* _TASK INSTRUCTIONS_: Copy the records from the beginning and stop after the line containing "M 197 277 L". Include that line and the requests, and scale every coordinate in the answers by 0.55, rounding to whole numbers with halves rounded up, while leaving the numbers in the requests and their format samples as they are.

* _TASK INPUT_:
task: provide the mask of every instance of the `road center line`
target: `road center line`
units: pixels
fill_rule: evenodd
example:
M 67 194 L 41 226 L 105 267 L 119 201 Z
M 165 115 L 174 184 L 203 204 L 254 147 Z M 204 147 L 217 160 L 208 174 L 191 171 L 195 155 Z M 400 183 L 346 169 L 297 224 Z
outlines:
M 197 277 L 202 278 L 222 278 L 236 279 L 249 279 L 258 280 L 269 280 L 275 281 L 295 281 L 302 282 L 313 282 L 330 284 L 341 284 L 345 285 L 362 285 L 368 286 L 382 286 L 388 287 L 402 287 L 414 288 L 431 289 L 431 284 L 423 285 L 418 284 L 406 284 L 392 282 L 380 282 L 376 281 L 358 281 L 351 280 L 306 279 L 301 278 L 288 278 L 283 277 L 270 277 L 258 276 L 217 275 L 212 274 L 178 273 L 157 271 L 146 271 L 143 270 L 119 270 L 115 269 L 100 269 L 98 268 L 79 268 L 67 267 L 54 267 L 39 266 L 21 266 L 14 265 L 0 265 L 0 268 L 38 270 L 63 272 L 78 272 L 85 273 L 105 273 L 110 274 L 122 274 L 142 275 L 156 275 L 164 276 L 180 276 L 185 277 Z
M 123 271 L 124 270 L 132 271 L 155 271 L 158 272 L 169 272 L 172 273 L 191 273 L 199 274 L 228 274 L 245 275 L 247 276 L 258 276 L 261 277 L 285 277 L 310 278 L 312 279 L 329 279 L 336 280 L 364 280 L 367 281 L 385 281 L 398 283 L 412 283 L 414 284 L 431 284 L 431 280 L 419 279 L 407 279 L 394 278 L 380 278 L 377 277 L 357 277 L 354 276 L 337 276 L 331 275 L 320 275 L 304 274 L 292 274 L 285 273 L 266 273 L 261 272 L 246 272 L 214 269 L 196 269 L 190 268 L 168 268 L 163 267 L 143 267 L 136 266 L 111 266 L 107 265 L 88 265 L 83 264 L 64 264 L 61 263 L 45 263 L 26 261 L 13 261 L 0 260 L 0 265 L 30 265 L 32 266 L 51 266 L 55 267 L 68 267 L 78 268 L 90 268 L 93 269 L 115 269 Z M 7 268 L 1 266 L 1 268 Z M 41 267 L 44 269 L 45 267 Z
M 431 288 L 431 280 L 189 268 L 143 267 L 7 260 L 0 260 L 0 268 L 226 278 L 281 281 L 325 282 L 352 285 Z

* _CORRECT ANSWER_:
task: provide the mask of every instance of the `road center line`
target: `road center line`
units: pixels
fill_rule: evenodd
example:
M 67 194 L 41 226 L 105 267 L 119 201 Z
M 165 115 L 174 184 L 203 204 L 254 147 Z M 204 147 L 217 160 L 208 174 L 191 171 L 195 155 Z M 400 183 L 346 169 L 297 224 Z
outlines:
M 108 152 L 111 153 L 122 153 L 130 153 L 137 153 L 142 154 L 148 154 L 151 155 L 162 155 L 166 155 L 172 155 L 182 156 L 188 156 L 190 157 L 199 157 L 202 157 L 210 157 L 213 158 L 221 158 L 228 158 L 237 159 L 237 156 L 233 157 L 230 156 L 223 156 L 216 155 L 209 155 L 207 155 L 197 155 L 193 154 L 168 153 L 166 153 L 158 153 L 156 152 L 149 152 L 142 152 L 119 151 L 117 151 L 98 150 L 86 149 L 80 149 L 79 149 L 65 149 L 63 148 L 55 148 L 54 147 L 43 147 L 37 147 L 30 147 L 21 146 L 12 146 L 8 146 L 0 146 L 0 147 L 21 149 L 35 150 L 43 150 L 47 150 L 58 150 L 61 151 L 67 151 L 78 151 L 86 151 L 90 152 L 99 152 L 102 152 Z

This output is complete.